What is expected: Repeat what the lines below say, word for word, and skip every image.
--- Information shown Enclosed Below ---
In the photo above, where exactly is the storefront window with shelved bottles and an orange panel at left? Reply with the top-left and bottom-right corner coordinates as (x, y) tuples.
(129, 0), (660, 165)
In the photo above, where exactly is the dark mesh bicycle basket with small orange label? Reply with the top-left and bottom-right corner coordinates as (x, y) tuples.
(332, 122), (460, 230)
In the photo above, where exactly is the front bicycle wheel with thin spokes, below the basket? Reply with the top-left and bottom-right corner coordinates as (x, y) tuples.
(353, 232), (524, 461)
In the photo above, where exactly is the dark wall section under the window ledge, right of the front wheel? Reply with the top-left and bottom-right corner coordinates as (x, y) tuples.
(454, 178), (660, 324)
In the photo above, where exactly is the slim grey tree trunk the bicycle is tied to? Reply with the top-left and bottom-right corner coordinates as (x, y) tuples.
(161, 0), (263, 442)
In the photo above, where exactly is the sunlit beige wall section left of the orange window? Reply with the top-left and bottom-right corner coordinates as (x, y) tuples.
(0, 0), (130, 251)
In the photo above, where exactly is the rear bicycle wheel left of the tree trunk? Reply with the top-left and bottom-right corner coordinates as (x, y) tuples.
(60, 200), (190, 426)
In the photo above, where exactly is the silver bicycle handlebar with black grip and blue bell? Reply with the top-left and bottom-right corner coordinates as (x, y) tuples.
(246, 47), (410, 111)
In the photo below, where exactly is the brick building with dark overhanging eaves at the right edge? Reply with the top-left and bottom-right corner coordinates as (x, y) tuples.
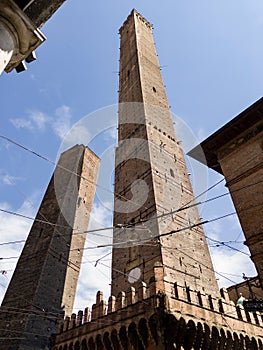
(189, 98), (263, 298)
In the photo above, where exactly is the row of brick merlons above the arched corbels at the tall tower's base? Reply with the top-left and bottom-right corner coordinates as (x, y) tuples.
(59, 278), (263, 334)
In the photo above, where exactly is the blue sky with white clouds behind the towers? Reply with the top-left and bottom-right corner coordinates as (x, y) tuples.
(0, 0), (263, 311)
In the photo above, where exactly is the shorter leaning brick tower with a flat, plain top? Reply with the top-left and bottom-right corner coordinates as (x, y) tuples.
(0, 145), (99, 350)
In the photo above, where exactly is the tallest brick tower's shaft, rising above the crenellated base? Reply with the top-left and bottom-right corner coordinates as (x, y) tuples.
(112, 10), (219, 295)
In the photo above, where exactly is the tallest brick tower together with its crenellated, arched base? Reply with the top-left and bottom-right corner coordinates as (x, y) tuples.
(51, 10), (263, 350)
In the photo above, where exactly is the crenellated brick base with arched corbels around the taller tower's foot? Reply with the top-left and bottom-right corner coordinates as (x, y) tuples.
(52, 269), (263, 350)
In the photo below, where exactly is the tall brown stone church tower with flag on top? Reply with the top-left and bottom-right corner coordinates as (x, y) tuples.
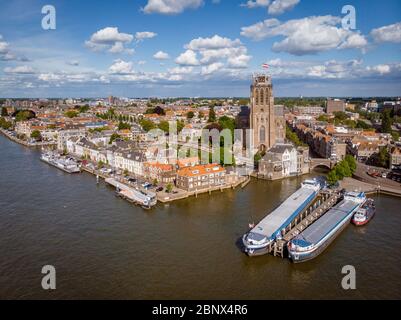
(250, 74), (276, 152)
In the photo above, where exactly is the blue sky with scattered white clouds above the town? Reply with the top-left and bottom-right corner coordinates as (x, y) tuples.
(0, 0), (401, 97)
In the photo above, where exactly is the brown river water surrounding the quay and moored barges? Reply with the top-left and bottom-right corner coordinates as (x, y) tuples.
(0, 136), (401, 299)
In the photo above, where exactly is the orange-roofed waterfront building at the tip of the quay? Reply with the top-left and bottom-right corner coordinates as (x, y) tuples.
(177, 164), (226, 192)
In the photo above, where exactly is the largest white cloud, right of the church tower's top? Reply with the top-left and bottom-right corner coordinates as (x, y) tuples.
(241, 16), (368, 55)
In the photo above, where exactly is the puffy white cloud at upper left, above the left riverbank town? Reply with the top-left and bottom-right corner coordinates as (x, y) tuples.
(85, 27), (134, 54)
--- End of Enclosed Information shown ---
Written answer:
In the photo above, where exactly is the storefront window with shelved bottles and an orange panel at left? Reply with the top-left and bottom-right corner coordinates as (x, y) tuples.
(129, 0), (660, 165)
In the photo above, where exactly is the dark mesh bicycle basket with small orange label? Reply with the top-left and bottom-right corner coordinates as (x, y) tuples.
(332, 122), (460, 230)
In the photo above, where exactly is the front bicycle wheel with thin spokes, below the basket? Reply with the top-left and bottom-right corner coordinates as (x, y) tuples.
(353, 232), (524, 461)
In the photo above, where exactly is the dark wall section under the window ledge, right of the front wheel? Reply with the top-left and bottom-right corner coordinates as (x, y) tuples.
(454, 178), (660, 324)
In the photo above, where exactly is the slim grey tree trunk the bicycle is tied to? Reply with the top-left and bottom-right corner coordinates as (x, y) tuples.
(161, 0), (263, 442)
In the photo above, where exactly is the sunlit beige wall section left of the orange window? Reply with the top-left and bottom-right corner coordinates as (x, y) tuples.
(0, 0), (130, 251)
In the photo above, where exactly is the rear bicycle wheel left of the tree trunk? Reply with the top-left and bottom-right corner coordinates as (x, y) tuples.
(60, 200), (190, 426)
In the photo above, where exactly is the silver bicycle handlebar with black grip and blue bell? Reply with the top-left and bottom-right corner coordinates as (x, y) tuples.
(246, 47), (410, 111)
In the photo below, where exactly is the brick building with dark overhanging eaves at the right edge? Reply with the top-left and bottom-right corner coordinates as (x, y) tuples.
(189, 98), (263, 298)
In the photo above, where exactly is the row of brick merlons above the arched corbels at the tall tower's base? Reply with the top-left and bottom-right corner coordinates as (x, y) tuples.
(59, 278), (263, 334)
In the photo above, where exactly is the blue sky with white clouds behind the towers? Reply with the top-left and bottom-right corner coordinates as (x, y) tuples.
(0, 0), (263, 311)
In the photo above, where exactly is the shorter leaning brick tower with a flat, plain top? Reply with the top-left and bottom-right corner coordinates as (x, y) tuples.
(0, 145), (99, 350)
In the photo above, where exactly is the tallest brick tower's shaft, rising above the crenellated base? Reply with the top-left and bottom-right corner coordinates as (x, y) tuples.
(112, 10), (219, 295)
In the photo above, where exactly is the tallest brick tower together with its crenellated, arched base? Reply with the top-left and bottom-right corner coordinates as (x, y) tuples.
(51, 10), (263, 350)
In the photo above, where exactly is the crenellated brick base with arched corbels around the taller tower's foot? Reply with the top-left and bottom-right corner coordinates as (x, y) tuples.
(52, 269), (263, 350)
In the photo below, where exactly is the tall brown stone church tower with flag on top? Reply with the top-left and bottom-right corner coordinates as (x, y) tuples.
(250, 74), (276, 152)
In the photo above, where exactly is the blue sky with scattered white clouds above the town? Reply with the top-left and bottom-right corner coordinates as (x, y) tuples.
(0, 0), (401, 97)
In the photo above, where exactly is the brown river water surrounding the quay and moored barges? Reply with the top-left and bottom-right corner coordinates as (x, y) tuples.
(0, 136), (401, 299)
In the photo above, where exactly is the orange-roofed waterfront building at the tip of the quay? Reply with the top-left and bottom-right corner coordinates as (x, y) tuples.
(177, 164), (226, 192)
In the photo above, where exactly is the largest white cloud, right of the church tower's top? Reply with the top-left and bottom-right corner coordinates as (x, y) tuples.
(241, 16), (368, 55)
In the photo above, where exactly is the puffy white cloud at upper left, above the left riverbank town? Reply with the top-left and bottom-right corner coordinates as (x, y) tuples.
(85, 27), (134, 54)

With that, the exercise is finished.